Work required: Render the records as a Markdown table with the columns Row and Line, starting at the beginning of the records and ending with the line that contains "812 772 L 794", both included. Put a row number and the line in each row, and leave out blank lines.

===== Source records =====

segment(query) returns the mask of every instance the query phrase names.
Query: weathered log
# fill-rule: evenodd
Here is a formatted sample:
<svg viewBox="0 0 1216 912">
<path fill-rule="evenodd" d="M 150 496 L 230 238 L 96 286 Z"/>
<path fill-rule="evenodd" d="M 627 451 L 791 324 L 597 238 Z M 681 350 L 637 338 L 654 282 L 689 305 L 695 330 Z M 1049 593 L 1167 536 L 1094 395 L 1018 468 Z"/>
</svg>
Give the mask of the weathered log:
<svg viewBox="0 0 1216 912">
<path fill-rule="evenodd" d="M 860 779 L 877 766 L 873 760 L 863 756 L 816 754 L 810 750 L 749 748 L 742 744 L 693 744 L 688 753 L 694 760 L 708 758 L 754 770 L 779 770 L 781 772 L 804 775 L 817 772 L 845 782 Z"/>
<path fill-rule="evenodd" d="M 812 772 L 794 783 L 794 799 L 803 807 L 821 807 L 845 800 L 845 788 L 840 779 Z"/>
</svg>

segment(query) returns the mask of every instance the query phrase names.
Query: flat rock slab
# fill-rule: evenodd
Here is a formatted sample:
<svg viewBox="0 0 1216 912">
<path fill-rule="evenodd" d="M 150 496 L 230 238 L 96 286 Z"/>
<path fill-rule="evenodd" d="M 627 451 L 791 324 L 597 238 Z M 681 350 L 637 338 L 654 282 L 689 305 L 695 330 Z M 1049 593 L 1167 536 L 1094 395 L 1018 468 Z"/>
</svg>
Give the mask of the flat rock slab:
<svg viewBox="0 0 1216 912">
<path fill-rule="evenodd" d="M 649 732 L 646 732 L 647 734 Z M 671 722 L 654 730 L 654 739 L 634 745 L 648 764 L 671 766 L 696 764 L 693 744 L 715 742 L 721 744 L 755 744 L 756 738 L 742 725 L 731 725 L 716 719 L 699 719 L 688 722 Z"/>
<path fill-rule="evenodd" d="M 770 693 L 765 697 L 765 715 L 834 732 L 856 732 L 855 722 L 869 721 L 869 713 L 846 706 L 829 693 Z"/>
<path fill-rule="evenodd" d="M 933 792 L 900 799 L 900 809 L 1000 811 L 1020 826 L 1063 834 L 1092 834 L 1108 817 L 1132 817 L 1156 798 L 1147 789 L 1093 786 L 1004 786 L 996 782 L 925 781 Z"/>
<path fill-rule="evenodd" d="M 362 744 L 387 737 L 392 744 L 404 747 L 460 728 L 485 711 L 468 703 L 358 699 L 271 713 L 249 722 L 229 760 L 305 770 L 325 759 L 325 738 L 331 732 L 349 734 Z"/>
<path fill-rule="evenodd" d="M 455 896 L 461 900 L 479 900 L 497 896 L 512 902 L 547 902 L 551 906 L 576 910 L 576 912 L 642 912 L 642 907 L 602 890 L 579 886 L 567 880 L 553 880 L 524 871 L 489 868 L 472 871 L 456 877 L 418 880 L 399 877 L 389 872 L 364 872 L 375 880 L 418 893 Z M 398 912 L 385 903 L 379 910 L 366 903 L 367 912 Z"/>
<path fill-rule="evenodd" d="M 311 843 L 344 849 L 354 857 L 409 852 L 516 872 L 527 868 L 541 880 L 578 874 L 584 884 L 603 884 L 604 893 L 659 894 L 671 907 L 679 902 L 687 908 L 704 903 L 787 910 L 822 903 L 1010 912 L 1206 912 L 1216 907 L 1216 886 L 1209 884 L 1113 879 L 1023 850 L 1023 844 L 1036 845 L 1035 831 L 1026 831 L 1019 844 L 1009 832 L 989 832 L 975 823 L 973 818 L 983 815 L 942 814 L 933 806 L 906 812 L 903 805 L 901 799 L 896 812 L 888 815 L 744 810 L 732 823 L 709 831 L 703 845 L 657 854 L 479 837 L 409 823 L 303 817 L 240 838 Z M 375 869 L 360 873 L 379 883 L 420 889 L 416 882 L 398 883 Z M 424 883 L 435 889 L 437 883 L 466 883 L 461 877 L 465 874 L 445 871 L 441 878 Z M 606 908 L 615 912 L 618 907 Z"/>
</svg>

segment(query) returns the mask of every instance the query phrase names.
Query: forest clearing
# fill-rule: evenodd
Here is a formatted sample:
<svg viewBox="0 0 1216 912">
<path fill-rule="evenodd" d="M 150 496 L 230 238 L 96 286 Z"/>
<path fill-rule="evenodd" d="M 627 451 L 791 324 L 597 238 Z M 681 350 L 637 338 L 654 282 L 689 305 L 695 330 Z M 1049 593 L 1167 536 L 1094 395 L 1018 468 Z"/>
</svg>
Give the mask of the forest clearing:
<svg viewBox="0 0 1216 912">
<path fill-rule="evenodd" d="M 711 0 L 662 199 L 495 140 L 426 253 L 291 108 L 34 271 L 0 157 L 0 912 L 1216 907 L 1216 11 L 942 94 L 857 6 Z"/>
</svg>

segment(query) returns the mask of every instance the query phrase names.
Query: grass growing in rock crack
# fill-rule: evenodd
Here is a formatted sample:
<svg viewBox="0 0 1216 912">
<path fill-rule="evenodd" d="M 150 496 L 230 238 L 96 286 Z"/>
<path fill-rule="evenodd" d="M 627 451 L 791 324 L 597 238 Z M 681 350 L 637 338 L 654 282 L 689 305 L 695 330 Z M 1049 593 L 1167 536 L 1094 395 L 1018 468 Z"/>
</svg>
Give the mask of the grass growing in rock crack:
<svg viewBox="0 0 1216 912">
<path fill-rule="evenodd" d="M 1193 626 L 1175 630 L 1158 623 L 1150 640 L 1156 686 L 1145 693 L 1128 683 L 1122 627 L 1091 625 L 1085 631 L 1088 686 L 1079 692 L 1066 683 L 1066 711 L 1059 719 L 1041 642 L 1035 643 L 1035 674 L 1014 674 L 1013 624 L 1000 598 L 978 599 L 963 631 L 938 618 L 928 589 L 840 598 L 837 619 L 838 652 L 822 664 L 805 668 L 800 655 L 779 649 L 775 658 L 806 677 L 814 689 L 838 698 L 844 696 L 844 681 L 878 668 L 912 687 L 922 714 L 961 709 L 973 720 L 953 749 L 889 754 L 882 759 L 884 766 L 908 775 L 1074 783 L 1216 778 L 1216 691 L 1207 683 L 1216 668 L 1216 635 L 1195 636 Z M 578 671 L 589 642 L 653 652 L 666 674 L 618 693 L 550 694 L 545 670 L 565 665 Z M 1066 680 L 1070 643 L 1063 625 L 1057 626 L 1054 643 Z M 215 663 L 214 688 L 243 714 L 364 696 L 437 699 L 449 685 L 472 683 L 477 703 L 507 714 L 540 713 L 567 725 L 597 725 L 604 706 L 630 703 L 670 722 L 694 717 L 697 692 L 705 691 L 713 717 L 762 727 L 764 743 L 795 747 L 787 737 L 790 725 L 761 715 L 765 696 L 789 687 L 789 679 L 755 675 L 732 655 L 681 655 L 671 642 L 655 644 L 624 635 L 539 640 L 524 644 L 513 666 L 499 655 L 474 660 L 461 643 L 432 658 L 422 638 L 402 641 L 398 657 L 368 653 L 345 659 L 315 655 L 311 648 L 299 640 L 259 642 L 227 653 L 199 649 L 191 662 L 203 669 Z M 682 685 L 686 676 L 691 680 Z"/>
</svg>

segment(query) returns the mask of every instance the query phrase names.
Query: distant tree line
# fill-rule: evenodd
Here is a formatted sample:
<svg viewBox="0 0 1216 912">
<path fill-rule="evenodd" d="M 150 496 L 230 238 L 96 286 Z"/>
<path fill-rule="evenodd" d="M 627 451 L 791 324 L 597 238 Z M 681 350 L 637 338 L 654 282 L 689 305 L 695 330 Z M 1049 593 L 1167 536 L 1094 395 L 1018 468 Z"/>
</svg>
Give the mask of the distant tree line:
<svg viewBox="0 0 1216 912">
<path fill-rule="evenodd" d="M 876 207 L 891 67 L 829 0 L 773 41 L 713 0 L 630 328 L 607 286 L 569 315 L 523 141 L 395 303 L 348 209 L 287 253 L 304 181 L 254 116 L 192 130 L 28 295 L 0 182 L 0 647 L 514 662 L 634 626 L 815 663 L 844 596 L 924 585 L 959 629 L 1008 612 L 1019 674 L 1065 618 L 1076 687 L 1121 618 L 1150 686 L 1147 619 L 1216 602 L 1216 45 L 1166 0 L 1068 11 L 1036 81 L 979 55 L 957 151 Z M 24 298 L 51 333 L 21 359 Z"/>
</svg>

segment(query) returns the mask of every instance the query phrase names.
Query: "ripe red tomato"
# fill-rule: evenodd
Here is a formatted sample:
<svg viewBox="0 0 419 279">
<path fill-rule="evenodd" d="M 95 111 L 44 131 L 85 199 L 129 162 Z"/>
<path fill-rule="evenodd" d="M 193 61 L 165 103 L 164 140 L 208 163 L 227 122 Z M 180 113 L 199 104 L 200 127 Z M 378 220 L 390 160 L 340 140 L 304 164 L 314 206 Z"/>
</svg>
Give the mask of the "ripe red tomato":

=====

Reply to the task:
| Row | Line |
|---|---|
| 1 | segment(query) returns the mask of every instance the query phrase names. |
| 2 | Query: weathered log |
| 3 | # fill-rule: evenodd |
| 4 | Here is a formatted sample: |
| 5 | <svg viewBox="0 0 1216 912"> |
| 6 | <path fill-rule="evenodd" d="M 150 496 L 230 238 L 96 286 Z"/> |
| 7 | <path fill-rule="evenodd" d="M 627 451 L 791 324 L 597 238 Z M 681 350 L 637 338 L 654 282 L 689 305 L 695 330 Z M 1049 593 L 1167 536 L 1094 395 L 1018 468 Z"/> |
| 8 | </svg> |
| 9 | Give the mask of the weathered log: |
| 10 | <svg viewBox="0 0 1216 912"> |
| 11 | <path fill-rule="evenodd" d="M 860 779 L 877 766 L 873 760 L 863 756 L 816 754 L 810 750 L 749 748 L 742 744 L 693 744 L 688 753 L 694 760 L 708 758 L 754 770 L 779 770 L 781 772 L 804 775 L 817 772 L 845 782 Z"/> |
| 12 | <path fill-rule="evenodd" d="M 812 772 L 794 783 L 794 799 L 803 807 L 821 807 L 845 800 L 845 788 L 840 779 Z"/> |